## Explore the material
1 > Translate this sentence from the tax reform commentary into Spanish: "Some individuals do shop around for lower tax states, especially for retirement."
2 > From the tax reform commentary, copy out the stretch from "You may know" through "as 15 percent." word for word.

## Text segment

====

Balanced, Fair Tax Reform: Too Much to Ask?

By: - November 21, 2005 12:00 am

In a rare breakthrough of common sense, President Bush’s Advisory Panel on Federal Tax Reform has produced a balanced agenda for tax reform. It deserves better than the sharp attacks special interest groups are aiming at it.

You may know the salient points already – simplifying income tax brackets, eliminating the increasingly feared “alternative minimum tax,” replacing the home mortgage interest deduction with a much smaller tax credit, taxing particularly generous employer-offered medical plans, and doing away entirely with the deductibility of state and local taxes.

Pot shots are rolling in. Sen. Charles Schumer is warning of unfair “double taxation” if taxpayers can no longer deduct state and local tax states on their federal forms. The realtors, homebuilders and mortgage bankers are claiming a loss of home mortgage interest deductions would drive housing prices down as much as 15 percent.

So does the package deserve the “dead on arrival” tag some are putting on it?

Let’s hope not.

Consider state and local tax deductibility, a sacred cow of many governors and mayors and county executives. A massive concession seems to be in peril.   In 2003, 43.5 million taxpayers deducted $315.7 billion state and local taxes on their returns, saving themselves $88.4 billion in federal taxes. The biggest winners by far were two high income tax states—California and New York—with total deductions of $55.9 billion and $37.6 billion respectively.

But is it true, as Schumer and his allies argue, that revoking the deduction would easily frighten high income tax states into lowering their taxes and services – “a race to the bottom” – in order to retain their high-income households? 

Maybe, but maybe not. Some individuals do shop around for lower tax states, especially for retirement. But these are already relatively high tax states; one suspects they’ve already given up most of their likely tax fugitives. 

And the tit-for-tat arguments miss the big picture: The tax reform panel, chaired by former Sens. Connie Mack (R-Fla.) and John Breaux (D-La.) is not presenting us with a smorgasbord; it’s strongly insisting its proposals need to be seen as a whole, interrelated package leading to simplified, lower tax brackets. Wait to see the bottom line, they plea. 

Consider, for example, the interplay of state and local tax deductibility and the alternative minimum tax. “The AMT is the gorilla in the room,” notes Kim Rueben of the Urban-Brookings Tax Policy Center . With inflation it’s starting to force hundreds of thousands of not-so-wealthy folks to pay the high minimum tax, negating the value of their state and local tax exemptions, even if they claim them.

====

## Extracted records
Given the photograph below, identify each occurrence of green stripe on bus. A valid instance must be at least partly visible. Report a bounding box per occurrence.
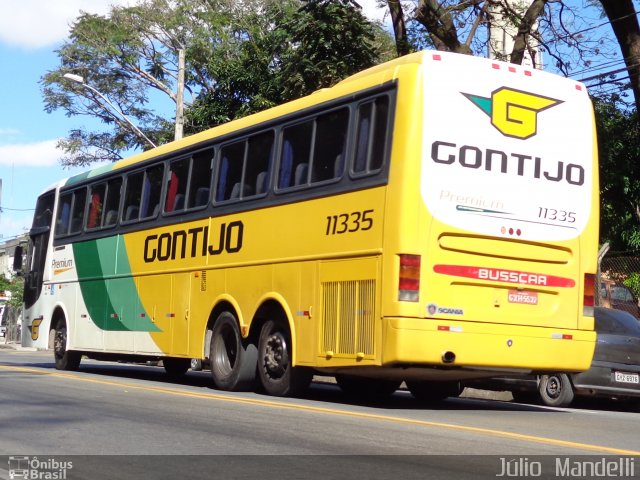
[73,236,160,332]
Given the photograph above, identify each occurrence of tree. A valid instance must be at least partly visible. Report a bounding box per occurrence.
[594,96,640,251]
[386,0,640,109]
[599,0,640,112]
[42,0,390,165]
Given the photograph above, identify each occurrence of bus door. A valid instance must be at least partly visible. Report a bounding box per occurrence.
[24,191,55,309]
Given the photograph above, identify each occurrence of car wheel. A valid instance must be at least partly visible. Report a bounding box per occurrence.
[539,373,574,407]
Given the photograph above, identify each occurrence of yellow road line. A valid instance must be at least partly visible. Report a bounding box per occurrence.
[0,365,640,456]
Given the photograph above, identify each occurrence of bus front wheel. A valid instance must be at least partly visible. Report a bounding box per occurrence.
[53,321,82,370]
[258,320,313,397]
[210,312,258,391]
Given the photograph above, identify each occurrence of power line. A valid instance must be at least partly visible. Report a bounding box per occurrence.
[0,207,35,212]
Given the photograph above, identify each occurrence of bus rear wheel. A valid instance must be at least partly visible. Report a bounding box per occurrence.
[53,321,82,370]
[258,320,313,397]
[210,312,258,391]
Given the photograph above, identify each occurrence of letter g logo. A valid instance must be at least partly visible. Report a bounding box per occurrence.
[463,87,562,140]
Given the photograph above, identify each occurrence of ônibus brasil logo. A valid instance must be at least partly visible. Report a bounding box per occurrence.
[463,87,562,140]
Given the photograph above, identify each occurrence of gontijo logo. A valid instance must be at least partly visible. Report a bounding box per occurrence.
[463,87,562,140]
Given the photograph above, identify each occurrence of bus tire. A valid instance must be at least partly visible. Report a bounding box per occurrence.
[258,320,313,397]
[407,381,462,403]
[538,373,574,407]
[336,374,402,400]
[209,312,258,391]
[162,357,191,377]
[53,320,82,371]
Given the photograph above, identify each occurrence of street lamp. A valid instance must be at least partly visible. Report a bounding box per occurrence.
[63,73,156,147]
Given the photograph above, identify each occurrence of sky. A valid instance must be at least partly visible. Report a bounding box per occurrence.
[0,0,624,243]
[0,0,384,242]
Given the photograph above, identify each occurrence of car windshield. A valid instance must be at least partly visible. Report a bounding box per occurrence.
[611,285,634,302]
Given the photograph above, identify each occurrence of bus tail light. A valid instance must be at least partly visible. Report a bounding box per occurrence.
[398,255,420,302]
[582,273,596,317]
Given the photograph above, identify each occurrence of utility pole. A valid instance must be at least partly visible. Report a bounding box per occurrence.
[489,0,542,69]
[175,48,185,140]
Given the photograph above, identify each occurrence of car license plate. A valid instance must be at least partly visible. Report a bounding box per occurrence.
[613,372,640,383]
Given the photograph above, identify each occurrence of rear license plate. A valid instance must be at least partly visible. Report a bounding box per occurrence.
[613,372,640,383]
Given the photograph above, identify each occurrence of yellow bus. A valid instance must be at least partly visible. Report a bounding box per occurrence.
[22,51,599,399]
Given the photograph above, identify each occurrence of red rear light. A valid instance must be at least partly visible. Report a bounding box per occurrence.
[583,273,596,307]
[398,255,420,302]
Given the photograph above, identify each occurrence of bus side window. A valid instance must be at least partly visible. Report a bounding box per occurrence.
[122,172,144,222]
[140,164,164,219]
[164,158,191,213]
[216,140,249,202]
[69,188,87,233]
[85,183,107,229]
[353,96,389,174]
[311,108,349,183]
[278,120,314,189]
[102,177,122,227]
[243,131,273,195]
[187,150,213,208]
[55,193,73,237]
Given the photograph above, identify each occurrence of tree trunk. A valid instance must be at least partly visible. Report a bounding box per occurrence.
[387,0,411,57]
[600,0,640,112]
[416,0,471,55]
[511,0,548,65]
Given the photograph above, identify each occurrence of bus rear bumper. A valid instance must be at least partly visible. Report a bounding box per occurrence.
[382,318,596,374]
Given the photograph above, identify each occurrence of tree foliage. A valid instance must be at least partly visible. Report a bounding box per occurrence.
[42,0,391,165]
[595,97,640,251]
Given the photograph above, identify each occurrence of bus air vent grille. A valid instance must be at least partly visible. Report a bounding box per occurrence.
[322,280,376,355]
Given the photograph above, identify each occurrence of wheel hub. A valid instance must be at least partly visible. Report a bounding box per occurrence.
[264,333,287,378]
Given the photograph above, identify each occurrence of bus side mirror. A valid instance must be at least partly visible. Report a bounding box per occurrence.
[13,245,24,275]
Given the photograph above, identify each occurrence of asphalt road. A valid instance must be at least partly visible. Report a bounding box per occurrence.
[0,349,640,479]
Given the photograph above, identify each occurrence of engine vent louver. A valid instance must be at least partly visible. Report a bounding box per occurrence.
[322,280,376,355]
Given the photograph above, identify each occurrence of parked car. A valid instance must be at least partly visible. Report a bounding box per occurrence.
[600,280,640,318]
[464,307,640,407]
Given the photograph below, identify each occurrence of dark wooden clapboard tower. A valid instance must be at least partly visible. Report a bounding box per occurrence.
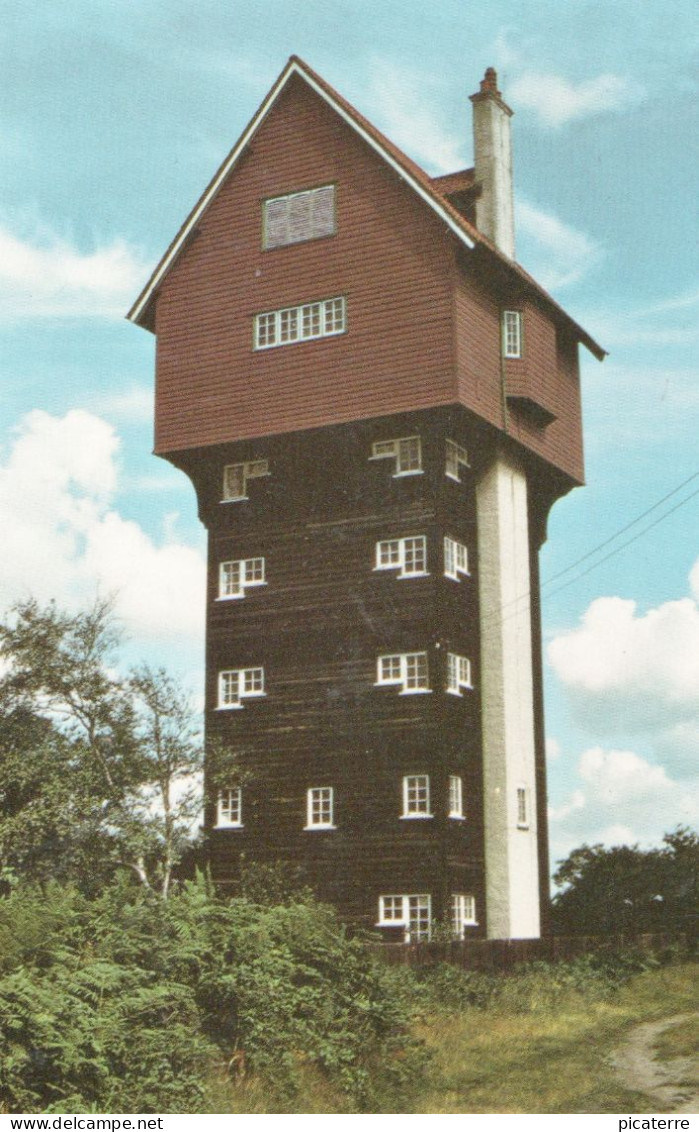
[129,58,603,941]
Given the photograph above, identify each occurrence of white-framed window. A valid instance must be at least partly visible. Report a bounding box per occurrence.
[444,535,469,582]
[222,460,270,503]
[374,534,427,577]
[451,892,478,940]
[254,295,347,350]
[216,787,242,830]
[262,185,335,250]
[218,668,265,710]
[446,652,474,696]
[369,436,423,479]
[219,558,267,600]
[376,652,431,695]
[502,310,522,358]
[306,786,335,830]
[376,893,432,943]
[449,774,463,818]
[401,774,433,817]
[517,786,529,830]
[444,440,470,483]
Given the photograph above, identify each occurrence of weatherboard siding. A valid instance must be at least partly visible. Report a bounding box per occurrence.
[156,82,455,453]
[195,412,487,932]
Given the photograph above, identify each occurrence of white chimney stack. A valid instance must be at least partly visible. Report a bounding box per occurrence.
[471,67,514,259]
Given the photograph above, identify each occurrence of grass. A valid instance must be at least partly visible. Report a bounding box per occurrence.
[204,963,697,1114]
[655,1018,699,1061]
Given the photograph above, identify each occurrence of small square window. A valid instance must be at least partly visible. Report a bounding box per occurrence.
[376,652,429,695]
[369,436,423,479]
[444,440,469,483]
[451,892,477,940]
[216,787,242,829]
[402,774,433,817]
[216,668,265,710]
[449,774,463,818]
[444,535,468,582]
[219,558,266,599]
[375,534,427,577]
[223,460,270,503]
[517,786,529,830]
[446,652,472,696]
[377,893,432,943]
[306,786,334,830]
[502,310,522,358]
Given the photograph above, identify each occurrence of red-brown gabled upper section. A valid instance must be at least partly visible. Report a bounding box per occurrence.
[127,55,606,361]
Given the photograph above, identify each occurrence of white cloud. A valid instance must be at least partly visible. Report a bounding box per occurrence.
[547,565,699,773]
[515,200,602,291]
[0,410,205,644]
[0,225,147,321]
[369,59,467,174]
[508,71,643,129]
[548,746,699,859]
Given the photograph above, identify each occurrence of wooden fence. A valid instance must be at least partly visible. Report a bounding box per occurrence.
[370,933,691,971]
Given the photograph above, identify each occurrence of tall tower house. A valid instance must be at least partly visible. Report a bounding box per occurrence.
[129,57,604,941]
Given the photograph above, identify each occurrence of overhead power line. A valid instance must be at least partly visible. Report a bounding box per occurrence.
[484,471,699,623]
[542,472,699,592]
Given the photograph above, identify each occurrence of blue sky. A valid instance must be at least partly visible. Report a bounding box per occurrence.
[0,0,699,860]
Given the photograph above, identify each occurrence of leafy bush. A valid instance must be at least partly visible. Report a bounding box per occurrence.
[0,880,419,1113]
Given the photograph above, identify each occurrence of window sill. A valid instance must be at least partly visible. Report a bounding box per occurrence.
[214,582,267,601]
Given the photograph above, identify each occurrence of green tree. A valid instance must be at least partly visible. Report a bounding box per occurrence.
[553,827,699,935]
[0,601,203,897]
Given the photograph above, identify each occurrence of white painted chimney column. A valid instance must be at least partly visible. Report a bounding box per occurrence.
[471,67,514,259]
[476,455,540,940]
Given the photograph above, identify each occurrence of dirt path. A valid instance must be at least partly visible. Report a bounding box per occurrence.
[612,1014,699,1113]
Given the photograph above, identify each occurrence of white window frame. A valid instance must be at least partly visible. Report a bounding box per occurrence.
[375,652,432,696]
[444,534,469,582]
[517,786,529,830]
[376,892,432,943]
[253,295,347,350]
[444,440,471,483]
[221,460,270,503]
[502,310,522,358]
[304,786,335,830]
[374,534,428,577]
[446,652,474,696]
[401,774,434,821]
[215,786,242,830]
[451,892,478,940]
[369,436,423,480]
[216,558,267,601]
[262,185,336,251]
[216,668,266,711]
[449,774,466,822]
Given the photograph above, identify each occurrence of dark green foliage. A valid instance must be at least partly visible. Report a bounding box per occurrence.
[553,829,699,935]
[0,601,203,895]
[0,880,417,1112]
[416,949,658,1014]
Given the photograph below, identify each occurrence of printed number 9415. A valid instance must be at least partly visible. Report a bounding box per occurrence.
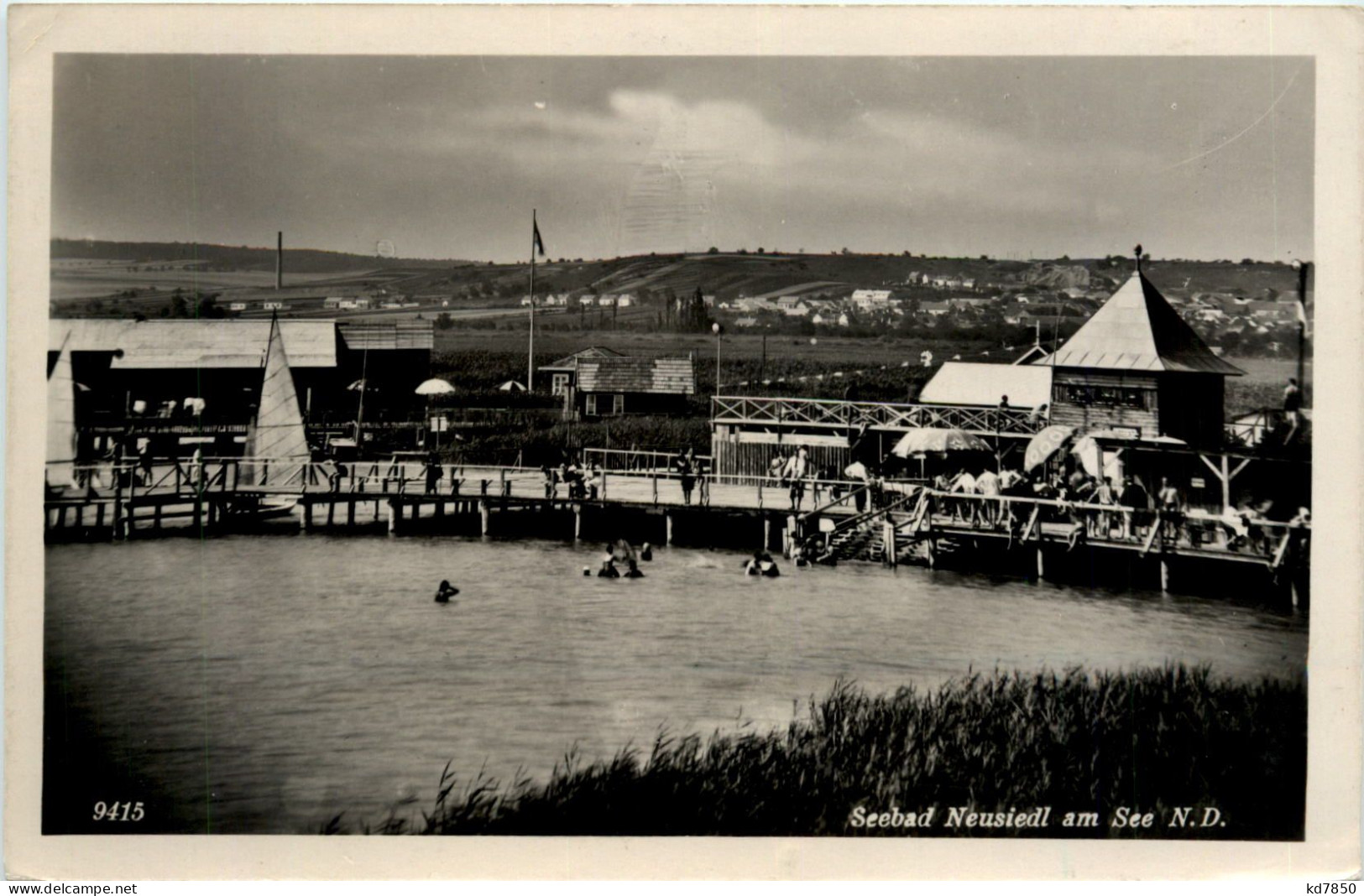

====

## Completed exercise
1 > Algunas personas sí buscan estados con impuestos más bajos, especialmente para la jubilación.

2 >
You may know the salient points already – simplifying income tax brackets, eliminating the increasingly feared “alternative minimum tax,” replacing the home mortgage interest deduction with a much smaller tax credit, taxing particularly generous employer-offered medical plans, and doing away entirely with the deductibility of state and local taxes.

Pot shots are rolling in. Sen. Charles Schumer is warning of unfair “double taxation” if taxpayers can no longer deduct state and local tax states on their federal forms. The realtors, homebuilders and mortgage bankers are claiming a loss of home mortgage interest deductions would drive housing prices down as much as 15 percent.